Teks Bacaan:
Wednesday, May 14, 2014

KELUARGA: PINTU PANGGILAN

Renungan Misa Minggu Panggilan (ME.Distrik Malang)

Kis. 2:14a,36-41; 1Ptr. 2:20b-25; Yoh. 10:1-10

Paroki Lohdalem Malang

Buka

Kita sering melihat lukisan, poster yang menggambarkan Yesus menggendong domba. Gambaran melukiskan kebaikan Tuhan yang menjaga dan melindungi setiap kita seperti halnya gembala kepada domba peliharaanya. Gambaran inilah yang sering juga disampaikan di Perjanjian Lama, yaitu Tuhan adalah Gembala dan umat-Nya adalah kawanan dombanya (Mzm 23). Para raja dan imam juga disebut sebagai gembala, yang ditugaskan Allah untuk menjaga dan memimpin umat-Nya. Namun, Nabi Yeremia memperingatkan umat akan adanya gembala-gembala yang tidak memperhatikan domba-dombanya, yang mengakibatkan domba tercerai berai.

Pada hari minggu panggilan ini kita semua sebagai keluarga-keluarga katolik diharapkan terpanggil menjadi gembala yang baik dan sekaligus menjadi pintu pintu menuju kawanan domba. Kita berdoa semoga semakin banyak keluarga yang menjalankan tugas sebagai gembala terutama dalam kaitannya dengan pendidikan anak-anak di dalam keluarga.



Renungan

Sebelum saya menyampaikan renungan izinkan saya bertanya kepada semua umat, keluarga yang hadir dalam perayaan ini. Apakah ada dari antara umat, bapak dan ibu yang hadir ini, keluarga yang mempunyai putra/inya atau anggota keluarga dekat yang menjadi romo, frater, bruder, atau suster? Jika ada, bagaimana perasaan Bapa, ibu jika salah seorang putra/inya terpanggil menjadi imam, biarawan/ti? Jika tidak ada, coba bayangkan kalau saya dan romo-romo ini menjadi anak bapa/i. Bagaimana perasaan bapa dan ibu menyaksikan kami sebagai putramu tampil memimpin kita dalam ekaristi ini? Senang, bangga, bahagia?

Setiap kali saya mengikuti upacara pentahbisan imam atau pengikraran kaul kekal biarawan/ti umumnya banyak orangtua yang menangis. Mereka menangis bukan karena sedih tetapi sebaliknya karena berbangga, terharu, berbahagia. Hal yang sama saya juga kami alami ketika ditahbiskan menjadi imam tahun 1995. Sejak itu sampai saat ini kami menyadari bahwa siapa pun yang menjadi imam, biarawan/ti tidak bisa menyangkal adanya peran keluarga, peran orangtua.

Tugas A: Perbarui catatan dari awal hingga baris yang memuat "positive clicks: (176, 17)", termasuk baris itu, dengan mengganti "optional prompts" menjadi "optional cues" dan membiarkan bagian lain tetap sama. Gambar tidak perlu disertakan dalam jawaban.

[Entri data tersimpan]
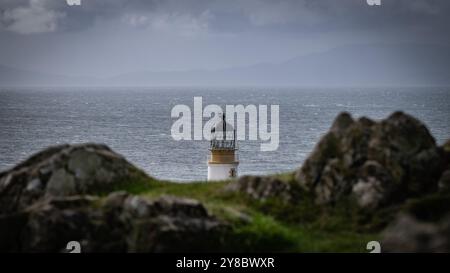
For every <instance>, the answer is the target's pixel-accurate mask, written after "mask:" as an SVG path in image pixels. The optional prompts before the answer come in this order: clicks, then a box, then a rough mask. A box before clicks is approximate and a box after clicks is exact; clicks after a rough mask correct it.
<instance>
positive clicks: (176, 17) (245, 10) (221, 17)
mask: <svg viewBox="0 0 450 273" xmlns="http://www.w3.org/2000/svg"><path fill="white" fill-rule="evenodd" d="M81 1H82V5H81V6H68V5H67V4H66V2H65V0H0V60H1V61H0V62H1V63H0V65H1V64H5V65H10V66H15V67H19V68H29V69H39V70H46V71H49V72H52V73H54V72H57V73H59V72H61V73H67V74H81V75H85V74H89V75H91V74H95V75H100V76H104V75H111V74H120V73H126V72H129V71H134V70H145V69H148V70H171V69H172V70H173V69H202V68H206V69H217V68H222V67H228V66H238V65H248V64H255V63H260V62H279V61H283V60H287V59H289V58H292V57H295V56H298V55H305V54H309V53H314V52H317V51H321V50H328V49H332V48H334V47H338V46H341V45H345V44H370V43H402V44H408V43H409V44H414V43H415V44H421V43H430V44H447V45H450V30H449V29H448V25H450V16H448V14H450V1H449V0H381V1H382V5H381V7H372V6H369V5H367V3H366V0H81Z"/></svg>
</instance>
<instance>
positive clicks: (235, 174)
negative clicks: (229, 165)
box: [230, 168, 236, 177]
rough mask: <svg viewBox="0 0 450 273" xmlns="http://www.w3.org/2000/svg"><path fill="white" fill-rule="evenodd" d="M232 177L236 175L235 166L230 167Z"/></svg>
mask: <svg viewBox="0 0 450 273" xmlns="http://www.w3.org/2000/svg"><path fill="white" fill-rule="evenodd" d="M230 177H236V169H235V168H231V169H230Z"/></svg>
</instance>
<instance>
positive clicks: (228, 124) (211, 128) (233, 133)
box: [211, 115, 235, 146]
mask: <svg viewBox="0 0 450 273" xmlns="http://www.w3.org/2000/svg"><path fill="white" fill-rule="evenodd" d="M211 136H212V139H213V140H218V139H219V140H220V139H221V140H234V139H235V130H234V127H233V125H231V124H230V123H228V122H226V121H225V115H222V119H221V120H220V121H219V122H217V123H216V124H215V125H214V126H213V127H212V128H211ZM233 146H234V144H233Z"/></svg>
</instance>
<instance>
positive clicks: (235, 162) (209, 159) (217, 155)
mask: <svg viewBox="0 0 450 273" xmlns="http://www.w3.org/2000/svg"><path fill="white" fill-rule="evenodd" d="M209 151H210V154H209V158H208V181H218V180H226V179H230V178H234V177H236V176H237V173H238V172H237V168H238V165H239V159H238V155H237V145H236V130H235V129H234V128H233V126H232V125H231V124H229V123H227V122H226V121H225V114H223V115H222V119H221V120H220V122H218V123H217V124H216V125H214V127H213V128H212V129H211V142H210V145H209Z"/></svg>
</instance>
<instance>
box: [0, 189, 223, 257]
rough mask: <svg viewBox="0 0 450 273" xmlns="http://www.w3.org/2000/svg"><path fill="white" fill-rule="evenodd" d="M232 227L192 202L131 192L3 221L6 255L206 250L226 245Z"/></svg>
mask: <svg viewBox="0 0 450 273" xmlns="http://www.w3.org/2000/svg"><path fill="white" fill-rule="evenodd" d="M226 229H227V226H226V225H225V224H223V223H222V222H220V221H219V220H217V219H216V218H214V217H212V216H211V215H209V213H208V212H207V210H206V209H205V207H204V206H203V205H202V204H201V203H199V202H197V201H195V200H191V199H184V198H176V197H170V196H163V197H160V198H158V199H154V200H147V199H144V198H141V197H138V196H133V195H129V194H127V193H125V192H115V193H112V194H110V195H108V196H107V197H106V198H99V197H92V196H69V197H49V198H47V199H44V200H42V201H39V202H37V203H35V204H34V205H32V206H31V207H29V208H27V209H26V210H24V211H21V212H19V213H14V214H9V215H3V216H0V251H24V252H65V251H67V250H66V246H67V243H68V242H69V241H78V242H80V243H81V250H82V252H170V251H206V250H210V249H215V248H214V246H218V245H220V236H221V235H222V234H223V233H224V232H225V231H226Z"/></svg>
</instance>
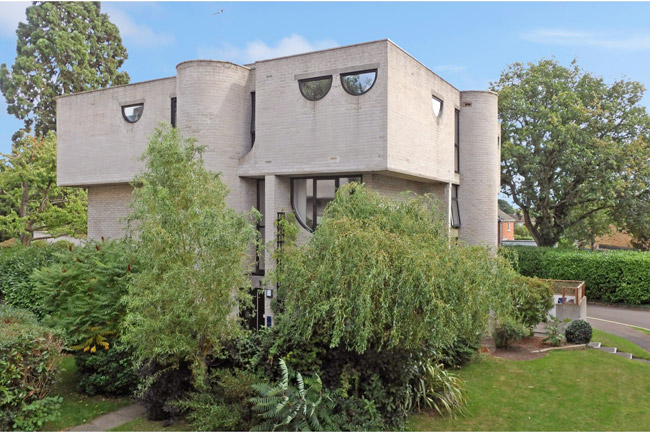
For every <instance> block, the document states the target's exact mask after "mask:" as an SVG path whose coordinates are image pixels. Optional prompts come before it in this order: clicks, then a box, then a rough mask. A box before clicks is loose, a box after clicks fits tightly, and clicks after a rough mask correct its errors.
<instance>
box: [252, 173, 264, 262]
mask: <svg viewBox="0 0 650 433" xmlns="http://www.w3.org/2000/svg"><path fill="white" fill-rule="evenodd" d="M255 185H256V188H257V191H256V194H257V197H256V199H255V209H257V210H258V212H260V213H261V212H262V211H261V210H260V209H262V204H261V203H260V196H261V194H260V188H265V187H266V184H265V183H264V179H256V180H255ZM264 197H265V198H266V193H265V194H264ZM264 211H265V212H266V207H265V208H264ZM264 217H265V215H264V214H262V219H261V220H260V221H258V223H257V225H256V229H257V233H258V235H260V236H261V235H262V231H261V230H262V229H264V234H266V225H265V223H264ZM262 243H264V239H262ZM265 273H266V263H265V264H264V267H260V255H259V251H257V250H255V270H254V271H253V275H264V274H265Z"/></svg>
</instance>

Tugas B: Menurut teks bacaan, mengapa banyak orang tua menangis saat upacara pentahbisan imam atau pengikraran kaul kekal?

Ruang Jawaban A:
For every <instance>, the answer is the target's pixel-accurate mask, written after "mask:" as an SVG path in image pixels. The optional cues before the answer come in this order: clicks, then a box, then a rough mask. A box before clicks is approximate and a box after clicks is exact; clicks after a rough mask correct it.
<instance>
positive clicks: (176, 17) (245, 10) (221, 17)

Ruang Jawaban B: Mereka menangis bukan karena sedih, melainkan karena berbangga, terharu, dan berbahagia.